» **Data for analysis**:

######

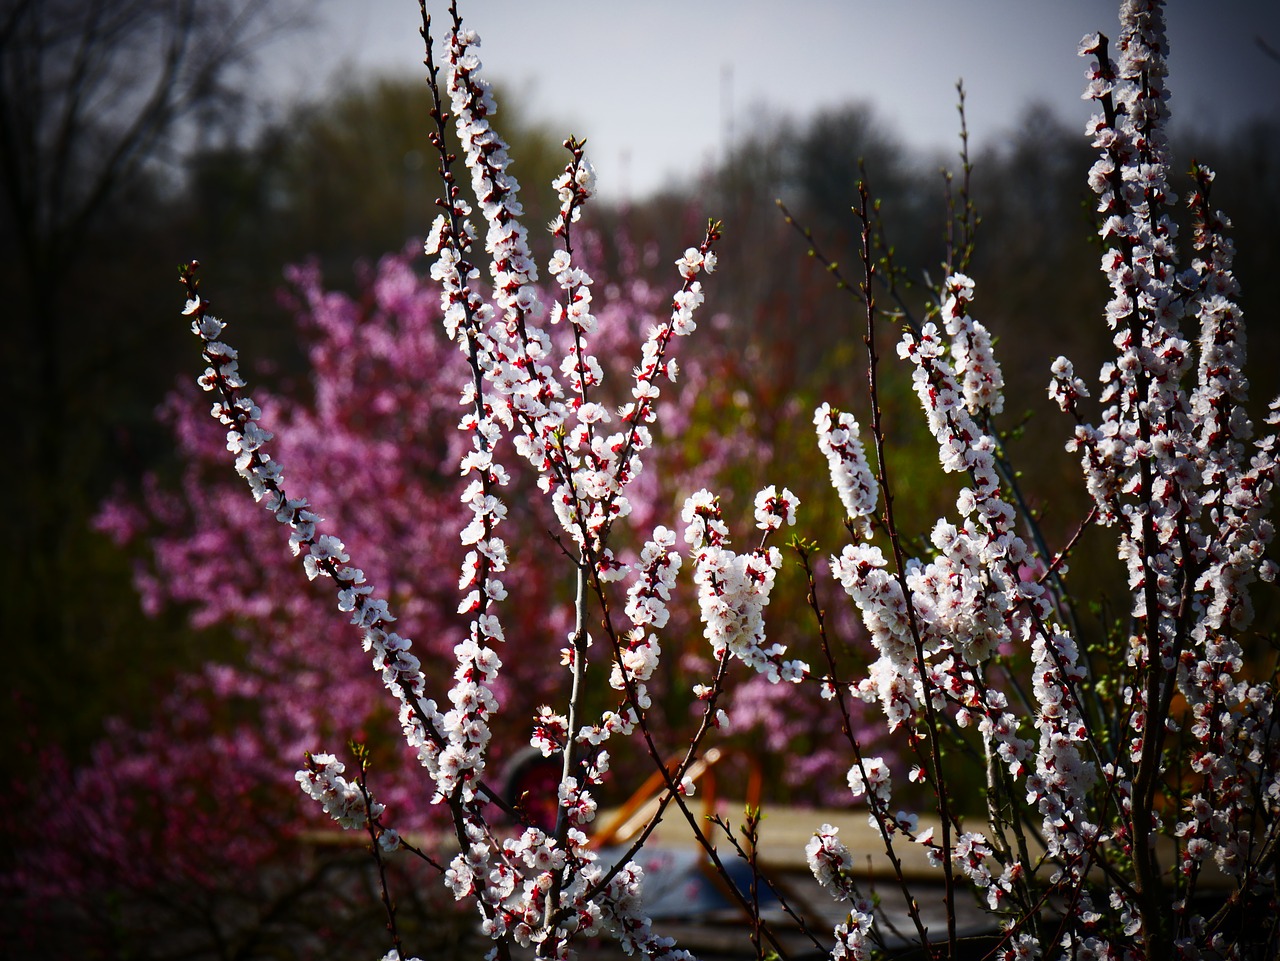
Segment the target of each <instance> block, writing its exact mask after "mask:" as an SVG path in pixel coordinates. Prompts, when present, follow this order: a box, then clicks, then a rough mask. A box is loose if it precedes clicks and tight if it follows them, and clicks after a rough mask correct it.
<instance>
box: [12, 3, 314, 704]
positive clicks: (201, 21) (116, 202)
mask: <svg viewBox="0 0 1280 961" xmlns="http://www.w3.org/2000/svg"><path fill="white" fill-rule="evenodd" d="M297 9H300V8H297V6H296V5H293V4H292V3H291V4H287V5H284V4H279V3H270V0H0V284H3V287H4V289H5V307H4V316H5V321H4V328H5V330H4V342H5V347H4V348H3V349H0V403H3V404H4V408H5V409H6V411H8V412H9V413H10V417H12V418H13V420H12V424H15V425H17V434H18V456H17V457H15V458H13V459H14V462H17V463H15V467H13V468H10V470H8V471H5V472H4V477H5V486H10V485H12V490H10V491H9V494H10V496H9V499H8V503H9V504H19V505H20V508H19V509H17V511H14V512H13V514H12V517H13V521H12V523H10V532H12V534H10V537H12V540H10V549H9V552H6V559H5V562H4V566H3V568H0V569H3V576H4V577H5V582H6V584H8V585H10V589H9V590H6V591H5V592H4V594H5V599H4V601H0V609H3V616H0V623H3V624H4V628H3V631H4V633H5V635H6V636H8V637H10V639H14V640H15V641H19V642H20V644H23V645H26V644H28V642H32V641H36V640H37V639H38V641H40V642H41V647H42V650H44V651H45V655H44V656H49V655H54V656H56V653H58V651H59V650H60V649H63V647H64V646H65V645H69V644H73V642H77V641H74V640H73V637H74V635H76V633H77V632H79V633H83V632H84V627H86V624H84V623H79V624H78V626H76V624H73V623H72V622H70V619H69V618H70V616H69V614H68V610H69V609H70V607H73V605H72V604H69V603H68V601H69V600H70V599H73V598H74V596H76V591H78V590H81V591H82V590H83V584H84V576H83V573H82V571H83V553H84V550H83V548H84V521H86V518H87V517H88V512H90V511H91V509H92V495H91V494H87V493H86V490H87V488H88V486H90V484H88V482H90V481H91V480H92V479H95V477H99V476H101V475H102V470H101V468H102V462H104V458H102V457H101V456H100V454H96V453H92V452H93V450H99V452H101V450H105V448H104V447H102V441H101V435H104V434H105V431H104V427H102V425H104V424H105V422H106V417H105V415H102V413H101V411H100V409H99V406H96V404H95V403H93V402H92V397H93V395H95V393H99V395H100V392H101V389H102V388H104V386H109V388H110V389H113V390H114V392H116V397H119V393H118V392H119V389H120V383H122V381H120V377H119V372H118V360H116V358H115V357H114V356H115V353H118V344H119V343H120V338H122V333H120V331H119V330H116V331H111V333H110V334H109V335H104V331H105V328H106V325H105V324H104V322H102V321H101V308H102V301H104V293H102V290H101V287H104V284H101V283H100V282H97V280H96V279H97V278H101V276H102V275H104V274H105V273H106V271H108V270H113V269H114V270H119V265H120V264H123V262H125V261H127V257H125V251H127V248H128V246H129V243H131V239H128V238H129V237H131V235H134V237H136V235H140V234H141V233H142V232H140V230H138V229H137V225H140V224H146V223H147V221H148V207H147V205H146V203H145V202H141V201H140V198H147V197H150V198H156V197H159V196H161V195H163V191H164V184H165V182H166V179H168V180H173V179H174V178H173V171H175V170H177V168H175V166H173V163H174V161H177V160H179V159H180V157H182V155H183V154H184V152H187V151H188V150H189V148H192V147H195V146H198V136H197V132H198V131H200V129H201V128H202V125H204V123H205V122H206V120H209V119H211V118H215V116H224V118H225V116H228V115H230V114H233V113H236V111H237V109H238V106H241V105H242V104H243V99H242V97H241V96H239V95H238V93H237V87H243V84H244V82H246V81H247V79H248V75H250V74H248V73H247V70H246V68H247V65H248V63H250V60H251V55H252V54H253V51H256V50H257V49H259V47H260V46H261V45H262V44H264V42H265V41H266V40H268V38H270V37H271V36H274V35H275V33H276V32H278V31H280V29H283V28H284V27H288V26H291V20H289V17H291V14H292V12H296V10H297ZM131 230H132V234H131V233H129V232H131ZM104 241H106V243H104ZM90 251H93V256H92V257H88V256H86V253H87V252H90ZM183 253H186V252H184V251H183V252H173V253H172V255H170V256H172V257H178V258H180V257H182V256H183ZM114 285H115V284H114V283H113V284H110V287H114ZM122 288H123V289H136V288H129V285H128V283H127V282H125V283H123V284H122ZM137 307H138V305H134V316H136V315H137V314H141V311H138V310H137ZM120 326H125V325H120ZM147 331H148V329H147V326H146V325H142V324H133V325H132V333H129V331H125V333H124V334H123V335H124V337H131V338H132V340H134V342H137V340H140V339H143V338H146V337H148V333H147ZM90 435H93V438H96V439H92V440H88V443H87V438H90ZM10 443H12V441H10ZM12 463H13V462H12ZM14 534H15V535H17V536H15V537H13V535H14ZM14 540H15V541H17V543H15V544H14V543H13V541H14ZM19 585H20V587H19ZM82 621H83V618H82ZM97 630H101V628H97ZM82 640H83V639H81V641H82ZM74 683H76V681H74V679H70V681H67V679H64V681H63V686H64V687H70V686H74Z"/></svg>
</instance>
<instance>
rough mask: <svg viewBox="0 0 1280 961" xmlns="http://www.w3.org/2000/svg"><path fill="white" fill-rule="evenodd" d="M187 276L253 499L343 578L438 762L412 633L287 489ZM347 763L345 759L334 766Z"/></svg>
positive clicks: (408, 732) (214, 384) (256, 421)
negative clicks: (271, 457) (410, 637)
mask: <svg viewBox="0 0 1280 961" xmlns="http://www.w3.org/2000/svg"><path fill="white" fill-rule="evenodd" d="M188 284H189V289H191V294H192V296H191V297H189V298H188V301H187V305H186V307H184V310H183V314H184V315H186V316H189V317H191V329H192V333H193V334H196V335H197V337H198V338H200V339H201V342H202V343H204V353H205V358H206V361H207V362H209V363H210V367H209V369H206V370H205V372H204V375H202V376H201V377H200V384H201V386H202V388H204V389H205V390H210V392H214V390H216V392H218V394H219V399H218V401H216V402H215V403H214V406H212V409H211V413H212V416H214V417H215V418H216V420H218V421H219V422H221V424H223V425H224V426H227V427H228V435H227V439H228V449H229V450H230V452H232V453H234V454H236V470H237V472H238V473H239V475H241V476H242V477H244V480H246V481H247V482H248V485H250V490H251V491H252V494H253V499H255V500H257V502H259V503H261V504H262V505H264V507H266V509H268V511H270V512H271V513H273V514H274V516H275V518H276V521H279V522H280V523H283V525H285V526H288V527H289V546H291V549H292V550H293V553H294V554H303V567H305V569H306V573H307V577H310V578H312V580H314V578H316V577H333V578H334V581H335V582H337V595H338V609H339V610H343V612H349V613H351V619H352V623H353V624H356V626H357V627H360V628H361V631H362V632H364V646H365V650H366V651H367V653H371V654H372V663H374V669H375V671H379V672H380V673H381V677H383V683H384V685H385V686H387V688H388V691H390V694H392V695H393V696H394V697H396V699H397V700H398V701H399V719H401V728H402V731H403V732H404V737H406V740H407V741H408V743H410V745H411V746H412V747H413V749H415V750H416V751H417V752H419V756H420V759H422V761H424V763H425V764H428V766H429V769H430V768H433V766H434V759H435V754H436V751H438V750H439V746H440V740H442V738H440V736H439V731H440V723H442V717H440V714H439V713H438V711H436V709H435V704H434V701H430V700H425V699H424V697H422V695H424V690H425V678H424V676H422V672H421V665H420V663H419V659H417V658H416V656H415V655H413V654H412V651H411V646H412V645H411V642H410V640H408V639H407V637H402V636H401V635H398V633H396V631H393V630H390V624H392V623H393V622H394V621H396V618H394V617H393V616H392V614H390V612H389V610H388V605H387V601H385V600H381V599H379V598H376V596H374V589H372V586H371V585H369V584H366V581H365V573H364V571H361V569H360V568H357V567H348V566H347V562H348V560H349V557H348V555H347V553H346V548H344V545H343V543H342V541H340V540H339V539H338V537H334V536H332V535H320V534H317V531H316V525H317V523H319V522H320V520H321V518H320V517H319V516H317V514H316V513H315V512H312V511H311V507H310V504H308V502H307V500H306V498H291V496H288V494H287V493H285V490H284V486H283V482H284V475H283V471H282V470H280V465H279V462H276V461H274V459H271V457H270V454H268V452H266V449H265V445H266V443H268V441H269V440H270V439H271V434H270V433H269V431H266V430H264V429H262V427H261V426H260V425H259V424H257V418H259V417H261V411H260V409H259V407H257V404H256V403H253V401H252V398H250V397H248V395H246V394H243V393H242V389H243V388H244V386H246V385H244V380H243V379H242V377H241V376H239V370H238V365H237V361H236V351H234V349H233V348H232V347H229V345H228V344H224V343H221V342H220V340H218V338H219V337H220V335H221V333H223V330H224V329H225V324H223V322H221V321H219V320H218V319H215V317H212V316H210V315H207V314H206V312H205V310H206V306H205V302H204V301H202V298H201V297H200V296H198V294H197V293H196V292H195V289H196V288H195V280H193V279H188ZM319 756H321V758H329V755H319ZM321 766H324V765H321ZM340 769H342V768H340V765H339V766H338V768H337V769H334V770H335V772H340ZM305 778H306V779H307V781H306V783H319V782H312V781H311V770H310V768H305V769H303V770H301V772H298V779H300V782H302V781H303V779H305ZM306 783H305V784H303V787H306ZM334 784H337V782H334ZM326 810H328V806H326Z"/></svg>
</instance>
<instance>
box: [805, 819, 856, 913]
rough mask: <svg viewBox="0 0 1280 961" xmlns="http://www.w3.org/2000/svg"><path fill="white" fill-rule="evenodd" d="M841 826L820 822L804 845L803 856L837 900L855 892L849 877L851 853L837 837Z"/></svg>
mask: <svg viewBox="0 0 1280 961" xmlns="http://www.w3.org/2000/svg"><path fill="white" fill-rule="evenodd" d="M838 833H840V828H833V827H832V825H829V824H823V825H822V827H820V828H818V830H815V832H814V834H813V837H812V838H809V843H808V845H805V848H804V856H805V860H806V861H808V862H809V870H810V871H813V877H814V878H815V879H817V880H818V883H819V884H820V886H822V887H823V889H824V891H827V893H828V894H831V896H832V897H833V898H836V900H837V901H849V900H851V898H852V897H855V894H856V893H858V892H856V891H855V889H854V886H852V883H851V880H850V878H849V871H851V870H852V868H854V856H852V855H851V854H850V851H849V847H846V846H845V842H844V841H841V839H840V838H837V837H836V834H838Z"/></svg>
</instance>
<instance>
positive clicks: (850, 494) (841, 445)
mask: <svg viewBox="0 0 1280 961" xmlns="http://www.w3.org/2000/svg"><path fill="white" fill-rule="evenodd" d="M813 425H814V427H815V429H817V431H818V449H819V450H820V452H822V453H823V454H824V456H826V457H827V465H828V467H829V468H831V484H832V486H833V488H835V489H836V494H838V495H840V503H841V504H842V505H844V508H845V516H846V517H849V518H850V520H851V521H854V522H855V523H856V525H858V526H859V530H861V532H863V536H864V537H869V536H870V531H872V527H870V518H872V517H873V516H874V514H876V504H877V503H878V502H879V484H878V482H877V480H876V476H874V475H873V473H872V470H870V467H869V466H868V463H867V452H865V449H864V448H863V441H861V438H859V436H858V434H859V430H860V429H859V426H858V421H856V418H855V417H854V415H851V413H842V412H840V411H835V409H832V407H831V404H826V403H824V404H822V406H820V407H819V408H818V409H817V411H814V413H813Z"/></svg>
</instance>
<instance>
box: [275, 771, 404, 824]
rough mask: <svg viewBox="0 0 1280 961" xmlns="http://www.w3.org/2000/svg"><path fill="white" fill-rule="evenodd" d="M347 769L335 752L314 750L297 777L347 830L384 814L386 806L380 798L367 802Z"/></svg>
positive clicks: (310, 791)
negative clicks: (384, 804)
mask: <svg viewBox="0 0 1280 961" xmlns="http://www.w3.org/2000/svg"><path fill="white" fill-rule="evenodd" d="M346 769H347V768H346V765H344V764H343V763H342V761H339V760H338V759H337V758H334V756H333V755H332V754H311V755H307V766H306V768H303V769H302V770H300V772H298V773H297V774H296V775H294V778H296V779H297V782H298V784H300V786H301V787H302V791H303V792H305V793H306V795H308V796H310V797H312V798H314V800H316V801H319V802H320V805H321V806H323V807H324V813H325V814H328V815H329V816H330V818H333V819H334V820H335V822H338V824H339V825H340V827H342V828H343V829H344V830H358V829H361V828H364V827H365V825H367V824H369V822H370V820H371V819H375V818H379V816H381V814H383V810H385V809H384V807H383V805H381V804H379V802H378V801H371V802H370V804H369V805H367V806H366V805H365V796H364V795H362V793H361V791H360V787H358V786H357V784H352V783H351V782H349V781H347V779H346V778H344V777H342V772H344V770H346Z"/></svg>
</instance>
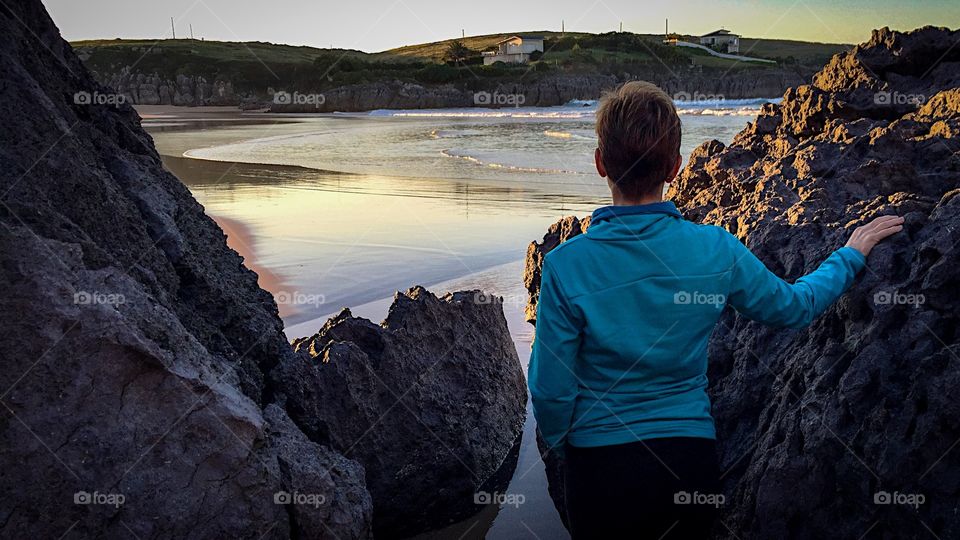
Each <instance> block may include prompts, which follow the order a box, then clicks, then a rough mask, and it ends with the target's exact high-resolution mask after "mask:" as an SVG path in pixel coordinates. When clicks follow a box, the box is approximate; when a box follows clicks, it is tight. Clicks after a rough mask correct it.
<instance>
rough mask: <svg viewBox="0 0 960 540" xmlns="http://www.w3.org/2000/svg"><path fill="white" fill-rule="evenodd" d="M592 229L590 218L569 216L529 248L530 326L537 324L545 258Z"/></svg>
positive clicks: (527, 283)
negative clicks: (547, 255) (540, 286)
mask: <svg viewBox="0 0 960 540" xmlns="http://www.w3.org/2000/svg"><path fill="white" fill-rule="evenodd" d="M588 227H590V216H587V217H585V218H583V219H580V218H577V217H576V216H567V217H565V218H563V219H561V220H560V221H558V222H556V223H554V224H553V225H551V226H550V229H549V230H548V231H547V234H545V235H543V241H541V242H531V243H530V245H529V246H528V247H527V258H526V262H525V265H524V268H523V286H524V287H526V288H527V292H528V293H529V295H530V296H529V300H528V301H527V306H526V308H524V317H525V318H526V320H527V322H528V323H530V324H536V323H537V302H538V301H539V300H540V269H541V268H542V267H543V256H544V255H546V254H547V252H548V251H550V250H551V249H553V248H555V247H557V246H559V245H560V243H561V242H566V241H567V240H569V239H571V238H573V237H574V236H577V235H578V234H582V233H584V232H586V231H587V228H588Z"/></svg>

######

» **Work order**: Return word for word the lines from the beginning of the entries through the line that contains "box: [12, 3, 314, 704]", both ends included, but no pictures.

» **Answer box**:
Segment the target of each <instance> block, writing its exact mask after "mask:" as an SVG path in pixel coordinates. Prompts, when present, follow this order: a box, then clicks, then a rough mask. A box is loose if it precedes clicks and tight if it follows them, and clicks after a rough mask correct it.
<instance>
box: [12, 3, 314, 704]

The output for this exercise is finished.